Given task: Copy out everything in the material below from the line containing "Security camera analysis — pinpoint the parked bicycle" down to the line containing "top-left (205, 112), bottom-right (248, 200)", both lines included, with each line reproduced verbatim.

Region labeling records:
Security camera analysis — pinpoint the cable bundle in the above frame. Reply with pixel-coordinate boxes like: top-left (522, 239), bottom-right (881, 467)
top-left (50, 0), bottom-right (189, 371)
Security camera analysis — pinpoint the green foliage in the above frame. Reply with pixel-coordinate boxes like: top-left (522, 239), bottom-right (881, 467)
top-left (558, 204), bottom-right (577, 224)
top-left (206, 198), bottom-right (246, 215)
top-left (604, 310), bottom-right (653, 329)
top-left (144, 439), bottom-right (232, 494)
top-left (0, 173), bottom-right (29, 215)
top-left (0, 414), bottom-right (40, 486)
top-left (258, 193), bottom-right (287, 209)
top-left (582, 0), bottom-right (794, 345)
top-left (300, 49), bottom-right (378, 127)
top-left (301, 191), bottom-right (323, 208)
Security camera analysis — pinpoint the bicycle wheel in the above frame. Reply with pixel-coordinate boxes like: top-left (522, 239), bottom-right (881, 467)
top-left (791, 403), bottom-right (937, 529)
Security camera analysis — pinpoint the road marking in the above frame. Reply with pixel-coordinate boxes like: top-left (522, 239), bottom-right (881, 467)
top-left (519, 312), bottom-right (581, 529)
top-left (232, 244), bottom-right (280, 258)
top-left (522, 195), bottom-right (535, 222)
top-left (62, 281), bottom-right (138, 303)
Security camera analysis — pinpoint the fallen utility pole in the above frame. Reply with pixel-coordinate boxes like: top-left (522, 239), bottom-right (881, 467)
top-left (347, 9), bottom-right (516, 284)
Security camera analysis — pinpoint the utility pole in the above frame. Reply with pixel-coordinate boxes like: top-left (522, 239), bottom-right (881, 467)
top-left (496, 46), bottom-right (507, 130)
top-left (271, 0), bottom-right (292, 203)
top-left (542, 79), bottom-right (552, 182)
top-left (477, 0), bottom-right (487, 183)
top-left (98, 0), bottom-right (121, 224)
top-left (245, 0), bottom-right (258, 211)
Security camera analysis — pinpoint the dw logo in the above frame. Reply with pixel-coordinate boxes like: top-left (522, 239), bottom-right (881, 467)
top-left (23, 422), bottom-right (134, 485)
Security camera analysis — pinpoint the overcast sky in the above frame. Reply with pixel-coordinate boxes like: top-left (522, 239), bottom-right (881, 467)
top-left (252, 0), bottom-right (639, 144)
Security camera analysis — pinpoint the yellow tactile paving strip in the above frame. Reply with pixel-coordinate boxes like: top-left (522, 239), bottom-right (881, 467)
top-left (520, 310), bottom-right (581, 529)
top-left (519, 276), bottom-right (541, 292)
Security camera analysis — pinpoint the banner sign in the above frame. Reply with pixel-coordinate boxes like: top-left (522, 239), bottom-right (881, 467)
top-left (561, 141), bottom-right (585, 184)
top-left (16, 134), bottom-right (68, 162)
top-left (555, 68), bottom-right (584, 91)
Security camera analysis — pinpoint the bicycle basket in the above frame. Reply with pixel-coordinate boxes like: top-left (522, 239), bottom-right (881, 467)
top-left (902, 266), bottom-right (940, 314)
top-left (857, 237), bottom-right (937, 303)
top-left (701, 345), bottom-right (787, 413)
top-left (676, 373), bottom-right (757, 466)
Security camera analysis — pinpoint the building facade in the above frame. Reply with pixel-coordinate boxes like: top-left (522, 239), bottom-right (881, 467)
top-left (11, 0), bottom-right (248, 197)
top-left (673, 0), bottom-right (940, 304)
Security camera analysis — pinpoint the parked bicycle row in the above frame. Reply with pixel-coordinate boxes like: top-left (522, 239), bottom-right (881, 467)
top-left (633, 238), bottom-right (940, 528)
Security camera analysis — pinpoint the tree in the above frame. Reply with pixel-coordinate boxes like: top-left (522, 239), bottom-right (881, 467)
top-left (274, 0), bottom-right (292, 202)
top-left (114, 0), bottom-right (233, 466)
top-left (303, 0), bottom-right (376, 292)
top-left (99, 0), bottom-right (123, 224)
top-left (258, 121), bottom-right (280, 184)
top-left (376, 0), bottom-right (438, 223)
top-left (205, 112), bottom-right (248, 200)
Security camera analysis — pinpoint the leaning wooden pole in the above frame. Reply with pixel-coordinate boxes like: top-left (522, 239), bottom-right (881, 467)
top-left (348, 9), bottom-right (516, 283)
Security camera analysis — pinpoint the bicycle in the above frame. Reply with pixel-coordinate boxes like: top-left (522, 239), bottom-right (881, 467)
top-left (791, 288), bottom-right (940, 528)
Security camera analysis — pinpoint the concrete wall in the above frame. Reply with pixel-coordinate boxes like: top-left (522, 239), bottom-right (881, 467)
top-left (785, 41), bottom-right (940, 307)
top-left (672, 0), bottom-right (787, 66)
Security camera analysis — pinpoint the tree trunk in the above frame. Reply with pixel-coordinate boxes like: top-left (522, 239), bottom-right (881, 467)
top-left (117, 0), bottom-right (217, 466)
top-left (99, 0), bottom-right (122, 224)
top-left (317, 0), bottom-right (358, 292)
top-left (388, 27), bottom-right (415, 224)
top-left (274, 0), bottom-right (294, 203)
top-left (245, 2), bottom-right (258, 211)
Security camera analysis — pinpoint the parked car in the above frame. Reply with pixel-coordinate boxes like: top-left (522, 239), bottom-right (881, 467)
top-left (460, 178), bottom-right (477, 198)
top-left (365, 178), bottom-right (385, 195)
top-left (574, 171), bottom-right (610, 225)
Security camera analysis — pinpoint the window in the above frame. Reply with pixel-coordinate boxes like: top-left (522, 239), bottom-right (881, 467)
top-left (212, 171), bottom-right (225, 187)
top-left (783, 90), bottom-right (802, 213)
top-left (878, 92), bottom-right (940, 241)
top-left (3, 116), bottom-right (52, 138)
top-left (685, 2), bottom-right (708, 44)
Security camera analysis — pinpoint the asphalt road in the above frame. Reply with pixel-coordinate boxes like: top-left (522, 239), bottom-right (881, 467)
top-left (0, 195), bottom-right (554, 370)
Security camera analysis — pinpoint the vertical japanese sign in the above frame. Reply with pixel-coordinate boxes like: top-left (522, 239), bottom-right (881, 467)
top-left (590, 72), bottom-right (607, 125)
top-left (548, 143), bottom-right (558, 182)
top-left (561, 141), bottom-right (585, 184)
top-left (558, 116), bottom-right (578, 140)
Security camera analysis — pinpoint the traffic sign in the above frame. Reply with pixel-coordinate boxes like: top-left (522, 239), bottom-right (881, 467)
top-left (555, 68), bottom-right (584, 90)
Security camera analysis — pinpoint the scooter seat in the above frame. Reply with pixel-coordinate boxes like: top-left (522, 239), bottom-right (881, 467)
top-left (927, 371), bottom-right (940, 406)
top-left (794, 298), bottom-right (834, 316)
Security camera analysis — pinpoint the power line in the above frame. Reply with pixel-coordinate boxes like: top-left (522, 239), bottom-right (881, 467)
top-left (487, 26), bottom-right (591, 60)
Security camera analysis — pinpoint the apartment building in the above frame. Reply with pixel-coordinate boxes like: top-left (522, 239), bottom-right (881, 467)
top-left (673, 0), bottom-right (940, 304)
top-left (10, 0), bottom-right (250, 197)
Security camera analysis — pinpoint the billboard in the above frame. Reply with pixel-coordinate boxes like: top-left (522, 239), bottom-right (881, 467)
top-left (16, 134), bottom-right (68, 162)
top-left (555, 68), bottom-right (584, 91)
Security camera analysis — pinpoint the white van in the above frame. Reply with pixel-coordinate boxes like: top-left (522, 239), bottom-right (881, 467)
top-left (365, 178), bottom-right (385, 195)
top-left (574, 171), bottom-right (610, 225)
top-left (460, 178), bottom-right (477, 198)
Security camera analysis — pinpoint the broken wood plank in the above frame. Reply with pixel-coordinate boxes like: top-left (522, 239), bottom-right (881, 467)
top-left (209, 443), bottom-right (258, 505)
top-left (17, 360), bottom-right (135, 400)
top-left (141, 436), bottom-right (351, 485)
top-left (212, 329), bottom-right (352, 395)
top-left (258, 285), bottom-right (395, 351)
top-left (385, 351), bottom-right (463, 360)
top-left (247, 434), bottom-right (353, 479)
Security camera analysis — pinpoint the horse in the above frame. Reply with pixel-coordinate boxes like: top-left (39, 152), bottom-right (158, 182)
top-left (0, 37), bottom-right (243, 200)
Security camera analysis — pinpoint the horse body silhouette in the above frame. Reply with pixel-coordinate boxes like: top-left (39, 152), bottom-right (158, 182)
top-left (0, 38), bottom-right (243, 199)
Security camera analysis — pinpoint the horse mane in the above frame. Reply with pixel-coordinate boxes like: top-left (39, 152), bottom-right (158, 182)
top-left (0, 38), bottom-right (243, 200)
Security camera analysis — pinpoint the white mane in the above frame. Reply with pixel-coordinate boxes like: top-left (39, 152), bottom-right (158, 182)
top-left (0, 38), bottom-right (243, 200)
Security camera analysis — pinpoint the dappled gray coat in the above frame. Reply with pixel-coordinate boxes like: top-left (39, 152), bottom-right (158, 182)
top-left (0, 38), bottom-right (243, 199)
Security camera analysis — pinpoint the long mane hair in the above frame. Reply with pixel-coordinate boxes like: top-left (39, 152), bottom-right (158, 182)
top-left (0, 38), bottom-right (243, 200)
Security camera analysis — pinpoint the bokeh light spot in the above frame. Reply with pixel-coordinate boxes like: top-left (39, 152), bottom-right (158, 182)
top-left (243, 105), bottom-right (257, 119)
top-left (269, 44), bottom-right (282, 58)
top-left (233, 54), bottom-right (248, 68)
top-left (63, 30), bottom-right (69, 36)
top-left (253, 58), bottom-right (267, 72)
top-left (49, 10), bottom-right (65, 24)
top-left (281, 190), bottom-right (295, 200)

Response for this exercise:
Security camera analysis — pinpoint the parked bicycle row in the above frame. Reply with pixel-coordinate boxes like: top-left (522, 239), bottom-right (881, 467)
top-left (633, 238), bottom-right (940, 528)
Security camera analysis — pinpoint the tree in the above frame. Reply with pixel-coordinate boxes like: top-left (522, 239), bottom-right (881, 467)
top-left (274, 0), bottom-right (292, 202)
top-left (114, 0), bottom-right (233, 466)
top-left (303, 0), bottom-right (376, 292)
top-left (99, 0), bottom-right (123, 224)
top-left (258, 121), bottom-right (280, 184)
top-left (376, 0), bottom-right (438, 223)
top-left (205, 112), bottom-right (248, 200)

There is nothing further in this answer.